** begin Data to use **

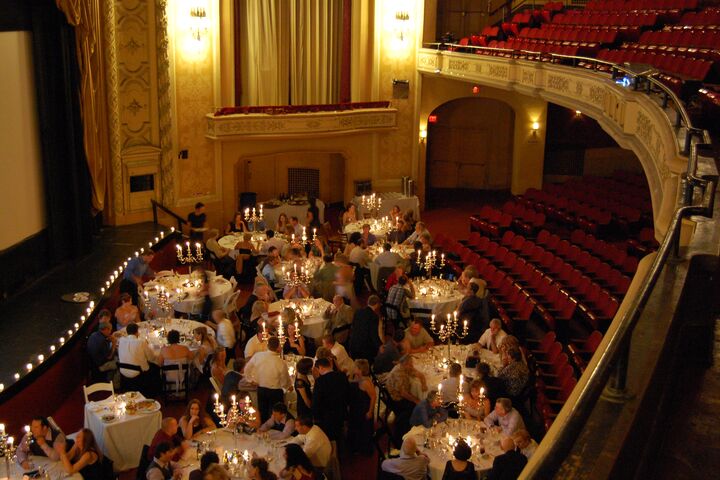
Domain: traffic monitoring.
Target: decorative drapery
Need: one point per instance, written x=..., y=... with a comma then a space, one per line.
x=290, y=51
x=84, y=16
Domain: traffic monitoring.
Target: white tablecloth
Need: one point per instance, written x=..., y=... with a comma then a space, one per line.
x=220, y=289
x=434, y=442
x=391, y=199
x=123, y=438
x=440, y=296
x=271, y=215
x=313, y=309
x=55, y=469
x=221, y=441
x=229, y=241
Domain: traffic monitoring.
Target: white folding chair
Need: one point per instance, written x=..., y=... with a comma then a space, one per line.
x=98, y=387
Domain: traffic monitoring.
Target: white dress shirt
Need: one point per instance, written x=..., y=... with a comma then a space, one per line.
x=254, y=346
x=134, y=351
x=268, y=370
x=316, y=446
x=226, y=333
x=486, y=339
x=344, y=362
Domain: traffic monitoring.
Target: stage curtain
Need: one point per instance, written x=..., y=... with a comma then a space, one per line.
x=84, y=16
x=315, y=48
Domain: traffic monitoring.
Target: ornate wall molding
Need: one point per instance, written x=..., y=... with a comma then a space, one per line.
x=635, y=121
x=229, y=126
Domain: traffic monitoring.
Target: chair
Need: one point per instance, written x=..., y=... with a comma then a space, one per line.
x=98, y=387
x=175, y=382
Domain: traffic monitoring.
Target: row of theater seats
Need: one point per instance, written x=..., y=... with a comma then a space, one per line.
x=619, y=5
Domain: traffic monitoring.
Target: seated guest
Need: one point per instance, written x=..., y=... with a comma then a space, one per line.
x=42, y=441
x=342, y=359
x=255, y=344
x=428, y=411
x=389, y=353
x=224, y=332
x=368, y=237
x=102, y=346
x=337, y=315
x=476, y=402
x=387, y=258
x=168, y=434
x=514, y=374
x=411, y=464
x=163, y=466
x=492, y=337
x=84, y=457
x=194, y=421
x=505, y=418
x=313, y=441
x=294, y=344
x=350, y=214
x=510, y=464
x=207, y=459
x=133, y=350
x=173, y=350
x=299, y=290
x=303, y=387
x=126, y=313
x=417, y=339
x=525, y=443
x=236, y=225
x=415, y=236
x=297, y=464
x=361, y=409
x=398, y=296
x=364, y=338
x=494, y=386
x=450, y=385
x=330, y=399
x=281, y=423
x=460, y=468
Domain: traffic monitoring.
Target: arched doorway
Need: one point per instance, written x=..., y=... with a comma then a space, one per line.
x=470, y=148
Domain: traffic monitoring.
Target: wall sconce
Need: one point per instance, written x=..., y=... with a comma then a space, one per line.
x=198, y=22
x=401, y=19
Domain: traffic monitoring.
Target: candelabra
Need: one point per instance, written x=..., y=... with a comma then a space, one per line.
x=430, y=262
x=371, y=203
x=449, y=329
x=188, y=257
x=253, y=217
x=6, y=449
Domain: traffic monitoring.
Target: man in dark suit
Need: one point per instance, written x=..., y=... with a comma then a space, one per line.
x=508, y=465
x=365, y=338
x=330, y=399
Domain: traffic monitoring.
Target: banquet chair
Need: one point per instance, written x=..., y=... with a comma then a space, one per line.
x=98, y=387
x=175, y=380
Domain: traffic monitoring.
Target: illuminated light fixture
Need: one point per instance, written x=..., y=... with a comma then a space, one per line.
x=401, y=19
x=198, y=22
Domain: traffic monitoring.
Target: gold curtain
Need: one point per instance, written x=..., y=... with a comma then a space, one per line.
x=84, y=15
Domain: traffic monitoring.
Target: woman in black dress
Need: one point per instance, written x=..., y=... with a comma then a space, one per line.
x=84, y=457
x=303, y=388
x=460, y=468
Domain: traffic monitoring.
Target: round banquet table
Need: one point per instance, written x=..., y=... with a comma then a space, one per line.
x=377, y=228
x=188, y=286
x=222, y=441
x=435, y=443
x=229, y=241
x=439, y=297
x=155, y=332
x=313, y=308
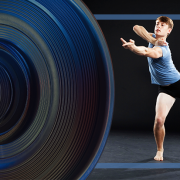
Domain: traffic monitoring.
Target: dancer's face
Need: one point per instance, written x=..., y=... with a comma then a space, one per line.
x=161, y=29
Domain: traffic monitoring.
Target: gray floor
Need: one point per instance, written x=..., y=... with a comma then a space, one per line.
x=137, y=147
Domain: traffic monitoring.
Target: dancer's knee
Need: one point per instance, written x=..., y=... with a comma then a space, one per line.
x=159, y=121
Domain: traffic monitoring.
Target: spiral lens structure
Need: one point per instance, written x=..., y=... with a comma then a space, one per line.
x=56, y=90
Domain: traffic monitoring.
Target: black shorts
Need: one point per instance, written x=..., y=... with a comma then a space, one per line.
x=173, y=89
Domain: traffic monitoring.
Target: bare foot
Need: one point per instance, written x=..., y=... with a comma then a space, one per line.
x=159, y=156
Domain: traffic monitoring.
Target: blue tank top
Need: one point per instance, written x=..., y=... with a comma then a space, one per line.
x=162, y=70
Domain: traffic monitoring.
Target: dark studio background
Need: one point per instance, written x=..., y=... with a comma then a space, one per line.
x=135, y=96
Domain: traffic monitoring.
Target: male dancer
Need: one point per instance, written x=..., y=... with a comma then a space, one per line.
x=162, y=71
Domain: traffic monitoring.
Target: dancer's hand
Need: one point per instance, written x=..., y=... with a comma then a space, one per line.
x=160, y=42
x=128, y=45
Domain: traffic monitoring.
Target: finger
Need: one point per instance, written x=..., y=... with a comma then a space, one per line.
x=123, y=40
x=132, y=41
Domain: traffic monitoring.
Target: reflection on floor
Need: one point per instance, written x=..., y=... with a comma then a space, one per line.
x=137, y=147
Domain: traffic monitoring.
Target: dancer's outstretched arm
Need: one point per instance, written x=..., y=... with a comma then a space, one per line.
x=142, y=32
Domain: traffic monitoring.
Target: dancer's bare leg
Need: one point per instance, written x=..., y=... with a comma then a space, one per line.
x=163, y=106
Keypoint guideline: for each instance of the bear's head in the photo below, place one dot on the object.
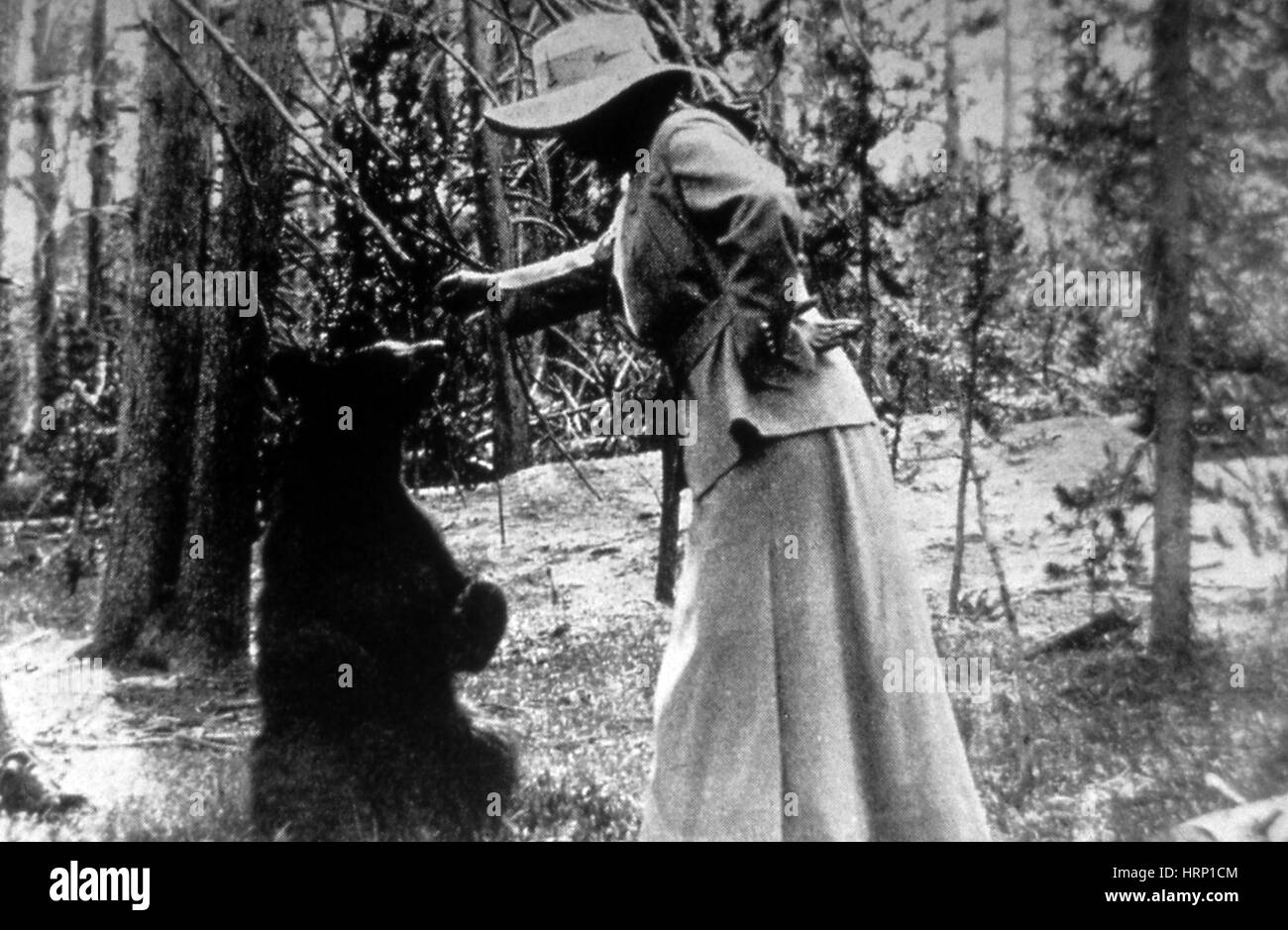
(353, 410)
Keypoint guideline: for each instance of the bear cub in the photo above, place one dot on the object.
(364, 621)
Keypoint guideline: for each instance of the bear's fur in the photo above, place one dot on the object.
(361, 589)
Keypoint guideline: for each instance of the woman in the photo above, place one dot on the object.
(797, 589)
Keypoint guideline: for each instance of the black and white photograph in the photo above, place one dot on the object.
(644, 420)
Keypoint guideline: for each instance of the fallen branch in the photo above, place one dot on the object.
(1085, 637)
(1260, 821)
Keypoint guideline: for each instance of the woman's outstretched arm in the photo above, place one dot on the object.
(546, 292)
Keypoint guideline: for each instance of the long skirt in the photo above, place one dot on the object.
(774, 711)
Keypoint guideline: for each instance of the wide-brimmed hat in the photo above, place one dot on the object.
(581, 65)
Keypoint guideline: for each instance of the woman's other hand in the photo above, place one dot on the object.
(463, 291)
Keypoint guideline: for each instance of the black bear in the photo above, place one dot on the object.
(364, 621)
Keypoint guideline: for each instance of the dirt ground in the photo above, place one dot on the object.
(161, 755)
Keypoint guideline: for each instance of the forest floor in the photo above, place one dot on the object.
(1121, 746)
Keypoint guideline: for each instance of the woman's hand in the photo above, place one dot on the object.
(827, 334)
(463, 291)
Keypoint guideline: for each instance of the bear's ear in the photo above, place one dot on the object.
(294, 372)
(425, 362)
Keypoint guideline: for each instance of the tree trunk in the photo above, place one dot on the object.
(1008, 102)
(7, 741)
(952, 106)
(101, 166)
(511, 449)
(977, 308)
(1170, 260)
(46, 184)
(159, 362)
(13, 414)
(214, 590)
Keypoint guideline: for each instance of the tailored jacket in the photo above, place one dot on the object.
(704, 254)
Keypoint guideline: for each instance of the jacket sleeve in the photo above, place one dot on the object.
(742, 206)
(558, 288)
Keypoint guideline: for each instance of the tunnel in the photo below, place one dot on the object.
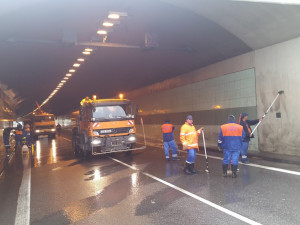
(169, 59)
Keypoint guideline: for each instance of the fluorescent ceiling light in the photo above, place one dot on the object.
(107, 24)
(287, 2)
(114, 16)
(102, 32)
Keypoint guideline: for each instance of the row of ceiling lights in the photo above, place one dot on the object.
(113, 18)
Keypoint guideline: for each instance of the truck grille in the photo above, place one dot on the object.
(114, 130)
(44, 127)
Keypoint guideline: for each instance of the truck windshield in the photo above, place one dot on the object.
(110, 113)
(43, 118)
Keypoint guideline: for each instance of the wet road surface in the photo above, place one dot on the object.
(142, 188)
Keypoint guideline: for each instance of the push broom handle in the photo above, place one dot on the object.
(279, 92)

** end Data to use **

Task description:
Can you give the records again from their start through the line holding "x=470, y=148", inclusive, switching "Target" to "Object" and leaving all else unchanged? Leave the pictures out of your answer.

Solved problem:
Domain: traffic monitoring.
Object: decorative drapery
Need: one point per instance, written x=..., y=... with a comma then a space, one per line.
x=290, y=51
x=84, y=16
Domain: traffic monitoring.
Object: white tablecloth
Need: one point per instance, written x=..., y=... with a comma then a space, one per line.
x=220, y=289
x=434, y=442
x=391, y=199
x=123, y=438
x=440, y=296
x=271, y=215
x=313, y=309
x=55, y=469
x=221, y=441
x=229, y=241
Domain: traffic monitoring.
Object: white folding chair
Need: one point per instance, written x=..., y=... with a comma then a space, one per line.
x=98, y=387
Domain: traffic monitoring.
Object: white dress shirt
Need: one point per instance, written x=..., y=... with a comma then a space, one per line.
x=254, y=346
x=134, y=351
x=268, y=370
x=316, y=446
x=226, y=333
x=486, y=339
x=344, y=362
Domain: traffic monitoring.
Object: stage curtain
Need: one point per instance, written x=..., y=... with a comma then a space, one per line.
x=84, y=16
x=315, y=48
Domain: traffic monitoring.
Object: ornate wall molding
Need: one point per instance, written x=..., y=... with a comma then a space, one per line.
x=635, y=121
x=229, y=126
Domain: traffic monitoring.
Object: chair
Need: one point per instance, written x=..., y=... with a comma then a space, one per line.
x=98, y=387
x=175, y=382
Domain: traffic monitoring.
Object: row of theater seats
Need: one point per instance, written x=..., y=... with a comma then a space, one per line.
x=619, y=5
Domain: traffic monitoring.
Object: seated guest
Need: one point per instance, written x=..., y=... with a comma then a space, one per line.
x=42, y=441
x=342, y=359
x=255, y=344
x=428, y=411
x=389, y=353
x=224, y=332
x=368, y=237
x=102, y=346
x=337, y=315
x=476, y=402
x=387, y=258
x=168, y=434
x=514, y=374
x=411, y=464
x=163, y=466
x=492, y=337
x=84, y=457
x=194, y=421
x=505, y=418
x=313, y=441
x=294, y=344
x=350, y=214
x=510, y=464
x=207, y=459
x=133, y=350
x=173, y=350
x=299, y=290
x=303, y=387
x=126, y=313
x=417, y=339
x=525, y=443
x=236, y=225
x=415, y=236
x=297, y=464
x=361, y=409
x=398, y=296
x=364, y=338
x=494, y=386
x=450, y=385
x=330, y=399
x=281, y=423
x=460, y=468
Domain: traffic monitoring.
Object: arched doorway
Need: one point per instance, written x=..., y=... with a comma then a space, one per line.
x=470, y=148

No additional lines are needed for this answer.